## [提示文]
****
以下、本開示の加飾シートの各部材について、詳細に説明する。
(1)凹凸構造
本開示における表面保護層には、上記基材層側とは反対側の表面に、凹凸構造が設けられている。上記凹凸構造の凹凸の間隔は、0.5μm以上7.5μm以下である。このような範囲であれば、加飾樹脂成形品とした際に加飾シートが配置された平面部のみならず、曲面部においても、表面の虹柄の意匠が問題無く視認できる。一方、上記凹凸構造の凹凸の間隔が0.5μm未満の場合、平面部においても虹柄の意匠が視認できない可能性があり、7.5μmより大きいと、曲面部上に配置した際に目視により虹柄の意匠が確認できない可能性がある。
また、凸部は円錐形状、円錐台形状や、多角錐形状、多角錐台形状であってもよく、平面視上楕円もしくは長方形の形状をとるもの、具体的には、凸部が筋状に形成されたものであってもよい。
平坦部5の面積が大きいと、平坦部5による反射の影響が大きくなり、防眩性が低下する。そのため、平坦部5の面積は、小さいことが好ましい。特に、虹柄の意匠は、意匠性が高い反面、視認者が眩しさを感じ易い性質がある。これに対して、平坦部5の面積を小さくすることで、意匠性および防眩性を両立できる。ここで、平坦部5を含む凹凸構造の平面を仮定し、その平面の全面積に対する平坦部5の合計面積の比率を、平坦部5の面積率と定義する。平坦部5の面積率は、例えば10%以下であり、8%以下であってもよく、6%以下であってもよく、4%以下であってもよく、2%以下であってもよい。
側壁部6が延びる方向と、水平方向(厚さ方向に直交する方向)とのなす角度をθとした場合、θは、例えば45°以上であり、60°以上であってもよく、75°以上であってもよい。θが低すぎると、高い防眩性が得られない可能性がある。一方、θは、例えば90°以下である。また、図3(B)、(C)に示すように、凹凸構造の凸部は、第一側壁部61および第二側壁部62を有していてもよい。凹凸構造の凸部が、第一側壁部61および第二側壁部62を有する場合、少なくとも一方の角度θが、上述した範囲にあることが好ましく、両方の角度θが、上述した範囲にあることがより好ましい。また、図3(A)に示すように、側壁部6の断面形状は直線状であってもよく、図3(D)に示すように、側壁部6の断面形状は曲線状であってもよい。後者の場合、近似直線から側壁部6の角度θを求めることができる。
本開示における表面保護層は、電離放射線硬化性樹脂を含むものであり、通常は電離放射線硬化性樹脂のみで形成される。ここで、電離放射線硬化性樹脂とは、電離放射線を照射することにより、架橋、硬化する樹脂であり、具体的には、分子中に重合性不飽和結合又はエポキシ基を有する、プレポリマー、オリゴマー、及びモノマーなどのうち少なくとも1種を適宜混合した電離放射線硬化性樹脂組成物を硬化させたものが挙げられる。ここで電離放射線とは、電磁波又は荷電粒子線のうち、分子を重合あるいは架橋しうるエネルギー量子を有するものを意味し、通常紫外線(UV)又は電子線(EB)が用いられるが、その他、X線、γ線等の電磁波、α線、イオン線等の荷電粒子線も含むものである。なお、本開示における「硬化性樹脂」には、硬化前の樹脂(未硬化樹脂)、半硬化樹脂、および、硬化後の樹脂(硬化樹脂)が含まれ得るが、中でも、半硬化樹脂または硬化樹脂が好ましい。
****
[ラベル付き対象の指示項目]
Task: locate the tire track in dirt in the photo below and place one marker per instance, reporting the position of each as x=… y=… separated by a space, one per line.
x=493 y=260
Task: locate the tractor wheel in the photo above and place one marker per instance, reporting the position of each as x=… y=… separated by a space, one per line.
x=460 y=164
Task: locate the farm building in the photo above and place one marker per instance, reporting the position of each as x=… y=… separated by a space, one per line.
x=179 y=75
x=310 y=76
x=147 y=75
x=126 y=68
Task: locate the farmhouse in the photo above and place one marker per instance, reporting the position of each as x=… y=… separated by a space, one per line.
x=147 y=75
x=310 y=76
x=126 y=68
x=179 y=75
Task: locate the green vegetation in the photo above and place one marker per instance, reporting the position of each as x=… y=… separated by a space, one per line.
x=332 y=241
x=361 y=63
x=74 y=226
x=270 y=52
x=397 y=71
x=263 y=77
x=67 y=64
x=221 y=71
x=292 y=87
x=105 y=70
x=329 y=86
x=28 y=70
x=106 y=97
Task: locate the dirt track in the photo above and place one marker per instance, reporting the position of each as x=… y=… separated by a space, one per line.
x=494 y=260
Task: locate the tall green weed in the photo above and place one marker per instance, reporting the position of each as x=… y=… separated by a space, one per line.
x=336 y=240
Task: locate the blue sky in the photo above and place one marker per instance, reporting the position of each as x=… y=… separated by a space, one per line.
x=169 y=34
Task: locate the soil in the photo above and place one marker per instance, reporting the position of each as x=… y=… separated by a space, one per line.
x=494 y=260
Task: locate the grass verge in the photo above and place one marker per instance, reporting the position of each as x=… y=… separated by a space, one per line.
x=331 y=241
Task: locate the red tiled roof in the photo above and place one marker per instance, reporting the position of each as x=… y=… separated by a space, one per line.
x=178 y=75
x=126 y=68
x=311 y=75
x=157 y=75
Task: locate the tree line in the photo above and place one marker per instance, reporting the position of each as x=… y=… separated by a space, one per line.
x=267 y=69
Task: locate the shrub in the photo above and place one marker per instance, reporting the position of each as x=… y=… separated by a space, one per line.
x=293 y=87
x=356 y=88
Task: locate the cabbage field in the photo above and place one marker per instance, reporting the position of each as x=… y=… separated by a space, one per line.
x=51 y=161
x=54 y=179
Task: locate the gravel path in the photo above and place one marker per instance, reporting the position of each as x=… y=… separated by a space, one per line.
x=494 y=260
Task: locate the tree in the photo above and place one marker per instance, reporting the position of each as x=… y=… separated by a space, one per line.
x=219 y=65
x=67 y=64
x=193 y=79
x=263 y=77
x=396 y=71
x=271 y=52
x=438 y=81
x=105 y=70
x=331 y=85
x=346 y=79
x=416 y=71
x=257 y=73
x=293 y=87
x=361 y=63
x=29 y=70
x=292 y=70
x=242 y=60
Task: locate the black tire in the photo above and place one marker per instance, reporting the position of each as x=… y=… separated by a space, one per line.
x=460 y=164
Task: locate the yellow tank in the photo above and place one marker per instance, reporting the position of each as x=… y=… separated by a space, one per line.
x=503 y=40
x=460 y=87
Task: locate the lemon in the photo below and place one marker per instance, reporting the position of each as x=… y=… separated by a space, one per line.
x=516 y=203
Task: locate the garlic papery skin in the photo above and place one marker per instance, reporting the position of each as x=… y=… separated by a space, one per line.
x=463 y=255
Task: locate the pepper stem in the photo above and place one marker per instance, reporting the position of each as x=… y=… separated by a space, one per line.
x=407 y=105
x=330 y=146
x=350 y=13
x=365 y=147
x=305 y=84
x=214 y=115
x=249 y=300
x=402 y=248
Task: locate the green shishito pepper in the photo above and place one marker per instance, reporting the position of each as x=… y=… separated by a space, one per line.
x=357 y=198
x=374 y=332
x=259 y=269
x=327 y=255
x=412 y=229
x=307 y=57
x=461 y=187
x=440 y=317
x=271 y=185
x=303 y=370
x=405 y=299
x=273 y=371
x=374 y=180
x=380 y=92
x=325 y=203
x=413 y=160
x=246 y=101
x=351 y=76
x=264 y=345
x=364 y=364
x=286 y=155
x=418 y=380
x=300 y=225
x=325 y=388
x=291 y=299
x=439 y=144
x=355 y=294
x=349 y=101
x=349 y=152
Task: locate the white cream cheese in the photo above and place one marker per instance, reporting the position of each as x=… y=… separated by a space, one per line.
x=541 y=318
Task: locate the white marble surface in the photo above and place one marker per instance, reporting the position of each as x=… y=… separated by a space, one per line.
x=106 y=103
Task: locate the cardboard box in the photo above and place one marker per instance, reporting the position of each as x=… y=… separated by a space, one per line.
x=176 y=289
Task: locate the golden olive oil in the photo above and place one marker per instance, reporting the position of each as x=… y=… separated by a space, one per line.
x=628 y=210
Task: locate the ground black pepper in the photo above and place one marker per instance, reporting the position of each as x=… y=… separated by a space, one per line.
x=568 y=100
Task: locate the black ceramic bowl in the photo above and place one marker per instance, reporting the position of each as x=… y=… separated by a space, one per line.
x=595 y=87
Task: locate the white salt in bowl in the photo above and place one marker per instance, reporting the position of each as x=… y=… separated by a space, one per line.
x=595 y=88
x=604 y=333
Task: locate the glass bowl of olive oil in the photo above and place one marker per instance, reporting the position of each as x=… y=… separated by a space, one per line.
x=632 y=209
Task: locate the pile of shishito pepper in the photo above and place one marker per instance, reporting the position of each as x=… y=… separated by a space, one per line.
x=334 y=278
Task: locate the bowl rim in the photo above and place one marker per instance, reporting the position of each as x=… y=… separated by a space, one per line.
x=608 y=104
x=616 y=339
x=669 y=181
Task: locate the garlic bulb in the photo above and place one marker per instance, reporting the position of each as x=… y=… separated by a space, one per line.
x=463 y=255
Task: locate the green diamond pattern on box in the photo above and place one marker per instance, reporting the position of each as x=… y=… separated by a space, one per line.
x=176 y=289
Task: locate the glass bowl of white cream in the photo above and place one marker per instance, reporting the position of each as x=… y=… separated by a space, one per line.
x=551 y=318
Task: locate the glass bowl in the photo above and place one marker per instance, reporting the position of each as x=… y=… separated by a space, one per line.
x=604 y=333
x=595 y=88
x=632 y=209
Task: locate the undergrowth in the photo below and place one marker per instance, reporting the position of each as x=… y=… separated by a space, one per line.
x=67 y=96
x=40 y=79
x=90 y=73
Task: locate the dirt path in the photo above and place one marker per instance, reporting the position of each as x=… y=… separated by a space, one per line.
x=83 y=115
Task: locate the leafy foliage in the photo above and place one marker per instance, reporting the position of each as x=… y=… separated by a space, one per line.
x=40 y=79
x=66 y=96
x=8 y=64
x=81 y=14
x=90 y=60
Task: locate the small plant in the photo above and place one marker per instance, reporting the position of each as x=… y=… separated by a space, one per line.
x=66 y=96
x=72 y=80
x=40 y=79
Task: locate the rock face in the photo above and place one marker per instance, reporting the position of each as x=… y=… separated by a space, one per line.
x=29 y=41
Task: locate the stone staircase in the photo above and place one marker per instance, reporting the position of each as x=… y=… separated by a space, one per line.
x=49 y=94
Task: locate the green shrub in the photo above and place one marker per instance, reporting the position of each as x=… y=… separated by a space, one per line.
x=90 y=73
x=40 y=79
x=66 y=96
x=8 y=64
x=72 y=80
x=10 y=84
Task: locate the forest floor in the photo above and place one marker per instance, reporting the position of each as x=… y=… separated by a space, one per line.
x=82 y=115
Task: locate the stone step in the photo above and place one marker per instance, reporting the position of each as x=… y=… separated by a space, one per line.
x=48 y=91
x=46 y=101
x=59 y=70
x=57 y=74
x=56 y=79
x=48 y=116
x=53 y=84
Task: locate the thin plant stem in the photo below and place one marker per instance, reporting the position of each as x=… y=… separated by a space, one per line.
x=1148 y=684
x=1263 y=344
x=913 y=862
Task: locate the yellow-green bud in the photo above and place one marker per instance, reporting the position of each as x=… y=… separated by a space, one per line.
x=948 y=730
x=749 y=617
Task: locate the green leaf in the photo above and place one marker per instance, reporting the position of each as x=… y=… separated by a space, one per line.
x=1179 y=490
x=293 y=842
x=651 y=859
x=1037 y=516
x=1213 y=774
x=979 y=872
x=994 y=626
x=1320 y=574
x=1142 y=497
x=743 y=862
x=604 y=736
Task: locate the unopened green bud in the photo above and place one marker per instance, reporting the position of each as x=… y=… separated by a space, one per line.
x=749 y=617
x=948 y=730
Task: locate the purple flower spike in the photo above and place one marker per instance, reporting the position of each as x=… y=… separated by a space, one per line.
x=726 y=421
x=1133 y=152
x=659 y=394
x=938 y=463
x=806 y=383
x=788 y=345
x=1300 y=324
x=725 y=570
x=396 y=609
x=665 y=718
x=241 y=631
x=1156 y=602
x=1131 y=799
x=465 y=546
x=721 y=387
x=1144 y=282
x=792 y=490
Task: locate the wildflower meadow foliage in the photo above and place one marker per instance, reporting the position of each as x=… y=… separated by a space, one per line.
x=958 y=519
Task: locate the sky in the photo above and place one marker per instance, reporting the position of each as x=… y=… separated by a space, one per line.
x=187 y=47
****
加飾シートについての提示文では、表面保護層の凹凸構造における凹凸の間隔の範囲をいくつと定めていますか。

0.5μm以上7.5μm以下です。